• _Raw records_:

● ● ●

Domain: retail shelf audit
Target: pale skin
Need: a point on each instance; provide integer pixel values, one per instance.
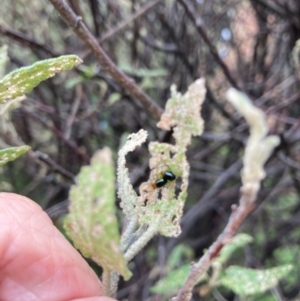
(36, 261)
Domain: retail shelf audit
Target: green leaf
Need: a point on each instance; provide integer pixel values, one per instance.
(3, 59)
(23, 80)
(179, 253)
(237, 242)
(247, 282)
(173, 281)
(12, 153)
(92, 223)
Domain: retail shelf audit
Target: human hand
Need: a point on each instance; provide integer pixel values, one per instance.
(36, 261)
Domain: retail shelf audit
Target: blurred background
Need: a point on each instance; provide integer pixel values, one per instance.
(249, 45)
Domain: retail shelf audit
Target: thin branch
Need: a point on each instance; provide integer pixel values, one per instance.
(54, 166)
(126, 22)
(198, 24)
(108, 65)
(236, 219)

● ● ●

• _Required work_:
Copy the records above exactly. The pictures are not part of the copy.

• _Task result_:
Domain: retail shelf audit
Target: pale skin
Need: a point on each instance; provide integer pixel values, one per instance.
(36, 261)
Domain: retail shelf audit
Target: green leaf
Need: a point on each instance; provide integer pixel values, one per instance.
(3, 59)
(23, 80)
(179, 253)
(237, 242)
(247, 282)
(173, 281)
(12, 153)
(92, 223)
Domain: retail shelf audit
Target: human hand
Need: a point on each instance; provide integer pixel values, one per instance.
(36, 261)
Domain: retail shelf audit
Target: blurred background
Need: a point on each instance; provide integer pixel values, one per instance.
(249, 45)
Domain: retail shelf audit
Target: thin branch
Need: a point on each instance; provide integer pixel values, one per instance.
(54, 166)
(126, 22)
(198, 24)
(108, 65)
(236, 219)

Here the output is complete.